[[ Text provided, beginning ]]

Efficient completion of an IT project, automated or not, requires good Knowledge Representation. Noeon Research architects its Knowledge Representation to be able to handle different notions at different levels of abstraction. For example, structured entities like code, configuration, and data model are treated at a different level of abstraction compared to facts and negations such as requirements, architectural decisions and constraints; these, in turn, must be treated at a different level compared to causal relations, for instance, how workload affects performance and memory consumption. At a yet higher level, we have the relation of the project objectives to the objectives of adjacent projects, etc.
LLMs represent knowledge in the form of learned weights in vast neural networks approximating some conditional probability distribution function. This representation proves to be very versatile. For instance, ChatGPT natively answers programming questions, producing code in various programming languages. Surprisingly ChatGPT often performs on par or even better than fine-tuned systems like Copilot or CodeWhisperer [1], presumably due to a bigger context window size and cross-domain knowledge transfer. However, LLM-based systems struggle with hallucinations and made-up facts [2], inventing non-existent functions and APIs.
For an enterprise system to be trustworthy, it is mandatory to get correct answers where there are correct answers and be able to check the correctness. To achieve this, we need much more structured representations.
To overcome the opaqueness of weights and biases of Neural Network layers, researchers apply symbolic distillation [3] to recover the structure of LLMs knowledge in the form of a Knowledge Graph. Being symbolic, structured and explicit, Knowledge Graphs support direct reasoning about causal relationships and fact-checking. However, it is unclear if this technique can be effectively transferred from common-sense general knowledge to domain-specific knowledge like programming.
In particular, if the process of compressing a corpus into an internal LLM representation loses information about relationships between domain objects, we will not be able to recover that information in the Knowledge Graph. This is not important in common-sense reasoning, where progress is measured in percent accuracy, but is much more important in software engineering, where using any API incorrectly will crash the program.
It is tempting to think that recovering a symbolic representation of knowledge entirely obviates the need for an LLM. However, instructions are usually given in natural language, which needs to be translated into a graph query language to interact with the symbolic knowledge base. LLMs are the best known tool for this kind of translation.
Ontologies [4] are the best-known form of structured Knowledge Representation. However, there’s no universal philosophical and methodological approach to ontology construction which results in a multitude of mutually incompatible domain-specific ontologies [5]. Moreover, as long as most ontologies are based on Description Logic [6] they are not adapted to representing procedural (algorithmic) knowledge which severely limits their usefulness for automatic code transformation.

[[ Text provided, end ]]
[[ Given information, beginning ]]

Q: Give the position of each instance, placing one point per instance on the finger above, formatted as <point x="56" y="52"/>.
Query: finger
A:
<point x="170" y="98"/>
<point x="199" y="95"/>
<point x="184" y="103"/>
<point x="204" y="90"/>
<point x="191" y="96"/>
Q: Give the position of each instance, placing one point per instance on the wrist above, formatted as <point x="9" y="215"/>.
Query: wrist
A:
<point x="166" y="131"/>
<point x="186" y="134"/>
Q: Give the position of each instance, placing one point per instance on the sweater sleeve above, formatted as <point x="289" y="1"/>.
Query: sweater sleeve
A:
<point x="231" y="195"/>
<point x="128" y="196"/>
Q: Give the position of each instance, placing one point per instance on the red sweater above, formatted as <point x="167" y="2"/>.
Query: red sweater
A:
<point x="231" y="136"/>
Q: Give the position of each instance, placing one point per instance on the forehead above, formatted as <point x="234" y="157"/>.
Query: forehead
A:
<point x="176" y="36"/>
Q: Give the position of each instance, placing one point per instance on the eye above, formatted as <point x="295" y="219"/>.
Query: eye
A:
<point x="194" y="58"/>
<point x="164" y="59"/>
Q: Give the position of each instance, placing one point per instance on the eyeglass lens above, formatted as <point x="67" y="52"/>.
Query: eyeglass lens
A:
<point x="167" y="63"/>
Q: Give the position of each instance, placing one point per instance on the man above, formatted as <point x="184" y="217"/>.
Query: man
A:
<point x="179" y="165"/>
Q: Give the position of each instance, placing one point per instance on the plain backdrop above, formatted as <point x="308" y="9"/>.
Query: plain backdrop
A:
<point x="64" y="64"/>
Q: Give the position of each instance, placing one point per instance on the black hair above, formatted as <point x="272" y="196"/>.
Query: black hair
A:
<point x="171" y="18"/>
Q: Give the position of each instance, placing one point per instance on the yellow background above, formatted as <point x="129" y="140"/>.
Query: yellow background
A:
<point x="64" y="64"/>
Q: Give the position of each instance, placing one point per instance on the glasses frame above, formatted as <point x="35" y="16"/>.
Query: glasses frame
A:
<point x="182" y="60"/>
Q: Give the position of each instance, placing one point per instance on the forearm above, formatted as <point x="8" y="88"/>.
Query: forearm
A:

[[ Given information, end ]]

▸ **Instructions**:
(a) Answer the following from the text on knowledge representation, one answer per line:
(i) What do LLM-based systems invent when they hallucinate?
(ii) What technique do researchers apply to recover the structure of LLM knowledge as a Knowledge Graph?
(iii) What are most ontologies based on?
(b) Translate this sentence from the text on knowledge representation into French: "Being symbolic, structured and explicit, Knowledge Graphs support direct reasoning about causal relationships and fact-checking."
(c) According to the text on knowledge representation, why does recovering a symbolic representation of knowledge not remove the need for an LLM? Answer in one to three sentences.

▸ **Per-task answers**:
(a)
(i) Non-existent functions and APIs.
(ii) Symbolic distillation.
(iii) Description Logic.

(b) Étant symboliques, structurés et explicites, les graphes de connaissances permettent un raisonnement direct sur les relations causales ainsi que la vérification des faits.

(c) Instructions are usually given in natural language. That language must be translated into a graph query language before it can interact with the symbolic knowledge base, and LLMs are the best-known tool for this kind of translation.